Records:
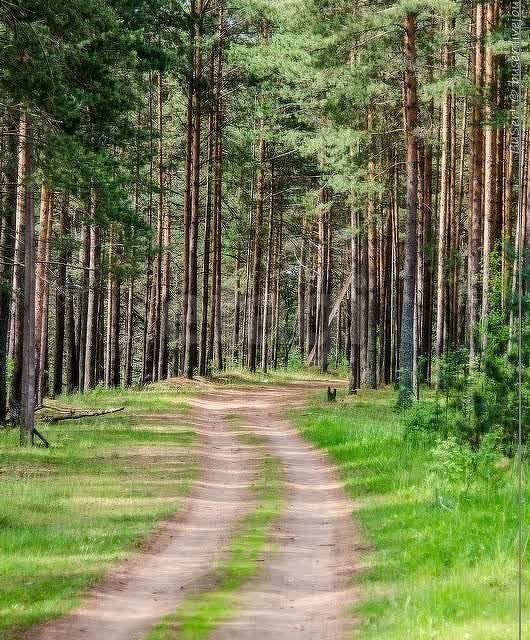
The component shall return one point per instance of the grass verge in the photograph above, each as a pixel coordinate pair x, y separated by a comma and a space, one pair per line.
68, 512
434, 572
202, 613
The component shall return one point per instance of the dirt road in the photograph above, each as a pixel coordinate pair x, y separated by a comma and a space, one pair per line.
305, 587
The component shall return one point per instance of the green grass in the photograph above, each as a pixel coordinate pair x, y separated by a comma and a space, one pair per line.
432, 572
201, 614
67, 513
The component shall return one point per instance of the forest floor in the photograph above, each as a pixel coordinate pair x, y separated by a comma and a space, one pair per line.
249, 529
263, 543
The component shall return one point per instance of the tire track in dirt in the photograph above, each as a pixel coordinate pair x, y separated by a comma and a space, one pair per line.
178, 560
306, 588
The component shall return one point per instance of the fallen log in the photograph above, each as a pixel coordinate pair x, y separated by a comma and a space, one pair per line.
72, 415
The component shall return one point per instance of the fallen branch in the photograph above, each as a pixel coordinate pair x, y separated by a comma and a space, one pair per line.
72, 415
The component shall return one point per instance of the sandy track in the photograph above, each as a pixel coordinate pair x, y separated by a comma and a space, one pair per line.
134, 597
305, 588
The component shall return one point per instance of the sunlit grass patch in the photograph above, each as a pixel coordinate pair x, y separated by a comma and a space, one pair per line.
68, 512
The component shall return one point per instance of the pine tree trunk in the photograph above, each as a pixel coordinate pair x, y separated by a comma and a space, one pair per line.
191, 355
17, 303
84, 256
371, 348
237, 310
165, 238
91, 344
476, 197
256, 257
354, 304
490, 168
129, 335
7, 246
409, 282
60, 300
445, 199
268, 278
27, 396
302, 294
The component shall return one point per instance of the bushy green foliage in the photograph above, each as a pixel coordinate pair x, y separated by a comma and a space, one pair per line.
455, 466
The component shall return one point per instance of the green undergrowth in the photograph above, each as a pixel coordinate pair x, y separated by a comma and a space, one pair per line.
439, 566
67, 513
200, 614
282, 375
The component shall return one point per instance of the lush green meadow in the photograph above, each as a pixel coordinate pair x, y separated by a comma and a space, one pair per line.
68, 512
439, 566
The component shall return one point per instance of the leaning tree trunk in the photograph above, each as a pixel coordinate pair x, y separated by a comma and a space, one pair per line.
476, 197
17, 302
92, 302
27, 396
256, 258
302, 294
42, 290
409, 283
191, 356
60, 300
7, 246
268, 274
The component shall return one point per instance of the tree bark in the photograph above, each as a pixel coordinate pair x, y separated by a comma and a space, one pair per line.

Exercise goal:
Exact copies of the entries above are needed, without their pictures.

Answer for this exercise:
The component shall return one point per instance of the grass verge in the photograph above, each as a pixel coordinate pair x, y separated by a comma and a space, one pair per line.
68, 512
434, 572
202, 613
The component shall return one point per instance of the dirt road in the photograph above, each as a pixel coordinate pair x, y separated by a comma and a space, one pair per line.
305, 587
The component shall return one point per instance of the green grass in the photograph above, each as a pixel coordinate pair x, y separated by a comma and a space, one pair per line.
432, 572
201, 614
67, 513
The component shall return one point per instance of the forest floor in the photograph above, each as a pixel coordinate pair x, y separated by a comma and a space, one pair per line.
249, 529
263, 543
The component shall return one point per instance of the tire track in dirt in the photograph above, each as a pixel coordinate pair x, y separated by a comma and a space, one pair per line.
178, 560
306, 588
The component shall return one point per instance of the fallen log in the photograph above, each as a pixel coordinate pair x, y separated by a comma and a space, one pair per line.
72, 415
The component shall return one point per instance of the fallen branch in the photograph above, each as a pixel coordinate pair x, y separated by a comma and a space, one pair per line.
72, 415
The component shall return one point per instance of the sandy track in the photograph above, each as a pixel coordinate pair x, y separated by a comma and a space, one pair per line.
134, 597
305, 588
The component shall return one point per instance of the sunlit grass patch in the photograph above, each as a pixel coordinate pair x, y separated by a comma and a space, one pair per line.
68, 512
The component shall return one point per instance of the pine tree trunk in the photograph above, each as a pixel coordinate pair x, y separated by a comma and a space, one pair per line.
191, 355
17, 303
84, 256
371, 348
237, 310
165, 238
91, 344
476, 197
256, 257
354, 304
490, 168
129, 335
7, 246
409, 282
60, 300
445, 199
268, 278
27, 396
302, 294
The component shall return one point per instance of the bushy green foliage in the photograph above, each as a pixel coordinate pair x, y separated by a comma and a space, one pair per line.
455, 466
The component shall return one point per instance of the green undergrowth in the photograph above, each as a pixel coordinate pair x, y separated by a comma and a space, one pair per line.
439, 566
67, 513
200, 614
282, 375
The component shall return one point per instance of the lush green meadow in the photograph above, each as a pixel coordinate pair x, y separated by a comma and a space, one pair per line.
68, 512
439, 566
The component shall return one point per instance of the leaning tree trunk in the photograph above, each as a pixel coordinate pair x, y separated by a comma and a space, one pair per line.
476, 197
17, 302
92, 302
27, 396
256, 258
302, 294
42, 290
409, 283
191, 356
60, 300
7, 246
268, 274
The component shall return one point per instance of the tree bark in the photograph above, each as a pixel coordinate pair x, y separated by a comma and a space, one pair per line.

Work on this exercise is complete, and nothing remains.